**The problem**
Please print all of the material below, word for word.

[Dataset excerpt]
..............................

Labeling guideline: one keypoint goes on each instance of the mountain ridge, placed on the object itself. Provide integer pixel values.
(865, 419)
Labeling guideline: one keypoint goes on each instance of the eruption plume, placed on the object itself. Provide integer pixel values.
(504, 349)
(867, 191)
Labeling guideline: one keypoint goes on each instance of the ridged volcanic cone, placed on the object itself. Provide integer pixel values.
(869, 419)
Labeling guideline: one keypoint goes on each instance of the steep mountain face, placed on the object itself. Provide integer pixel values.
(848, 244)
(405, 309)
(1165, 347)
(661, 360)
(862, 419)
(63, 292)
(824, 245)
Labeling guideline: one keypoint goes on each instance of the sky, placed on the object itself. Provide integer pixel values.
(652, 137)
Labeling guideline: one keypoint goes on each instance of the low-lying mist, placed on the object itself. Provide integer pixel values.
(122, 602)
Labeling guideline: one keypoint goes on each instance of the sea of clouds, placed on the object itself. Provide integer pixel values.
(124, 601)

..............................

**Worked answer**
Labeling guideline: one keypoint goes on each instance of the mountain ridge, placed on the object itself. Provide integer pixel values.
(865, 419)
Labeling guideline: one keypoint goes on each instance of the eruption plume, placed on the object itself. Provide integer pixel values.
(504, 349)
(867, 191)
Labeling guideline: one keypoint goes on each instance of the ridged volcanic cone, placed on the object itself. Provide integer pixel values.
(869, 419)
Labeling guideline: one keypoint goes on each instance of the steep mountain face, placed on the object itself. Provide integer pixel values.
(848, 244)
(405, 309)
(1165, 347)
(661, 360)
(862, 419)
(63, 292)
(824, 245)
Labeling guideline: one keypoint goes on each instance of the sky, placed on the object itself. Provide integer pixel values.
(652, 137)
Labeling guideline: one keypoint goes on each instance of the low-lying mist, placed on the object itself. Provide integer pixel values.
(122, 602)
Labeling guideline: one keypoint goes on each instance of the sea of clouds, placed on the object itself. Provide integer pixel values.
(124, 601)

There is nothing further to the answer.